Create children with CLONE_PARENT:

>> +	pid = clone_noasan(restore_task_with_children, ca->clone_flags | CLONE_PARENT | SIGCHLD, ca);
>> +
>> +	if (ca->item == root_item) {
>> +		ca->item->pid->real = pid;
>> +		pr_debug("PID: real %d virt %d\n", pid, vpid(ca->item));
>> +	}
>> +

Exit:

>> +	return pid > 0 ? 0 : -1;
>> +}
>> +
>> +static int do_fork_with_pid(struct pstree_item *item, struct ns_id *pid_ns, struct cr_clone_arg *ca)
>> +{
>> +	int status, i, sz, ret = 0;
>> +	struct pid *hlp_pid;
>> +	sigset_t sig_mask;
>> +	pid_t pid;
>> +
>> +	if (!(ca->clone_flags & CLONE_NEWPID) || !current || current->user_ns == pid_ns->user_ns) {

If we do not create a pid_ns, or user_ns of the pid_ns is similar to current's user_ns,
then create the pid_ns without any tricks.

>> +		if (set_next_pid(pid_ns, item->pid) < 0) {
>> +			pr_err("Can't set next pid\n");
>> +			return -1;
>> +		}
>> +		if (ca->clone_flags & CLONE_FILES)

Recorded data:
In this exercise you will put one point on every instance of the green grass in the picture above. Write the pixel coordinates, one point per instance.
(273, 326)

---

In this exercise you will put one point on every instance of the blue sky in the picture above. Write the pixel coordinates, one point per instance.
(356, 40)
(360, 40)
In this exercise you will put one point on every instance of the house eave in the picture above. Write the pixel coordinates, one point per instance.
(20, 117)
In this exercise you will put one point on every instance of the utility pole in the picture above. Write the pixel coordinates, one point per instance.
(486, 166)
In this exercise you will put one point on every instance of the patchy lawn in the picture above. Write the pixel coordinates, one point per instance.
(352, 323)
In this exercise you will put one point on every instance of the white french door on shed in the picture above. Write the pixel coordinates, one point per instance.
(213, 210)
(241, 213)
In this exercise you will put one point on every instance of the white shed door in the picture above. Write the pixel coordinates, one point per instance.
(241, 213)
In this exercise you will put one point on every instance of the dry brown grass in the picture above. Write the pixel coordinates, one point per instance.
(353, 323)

Exercise description: State whether each statement agrees with the patch excerpt, answering yes or no and quoting the words from the patch excerpt that decide it: (a) Children are created with CLONE_PARENT. (b) The function returns 0 when pid is greater than zero. (c) When a pid_ns is not being created, tricks are needed to create it. None of the data is needed here.

Finished task:
(a) Yes: "Create children with CLONE_PARENT:"
(b) Yes: "return pid > 0 ? 0 : -1;"
(c) No: "If we do not create a pid_ns, or user_ns of the pid_ns is similar to current's user_ns, then create the pid_ns without any tricks."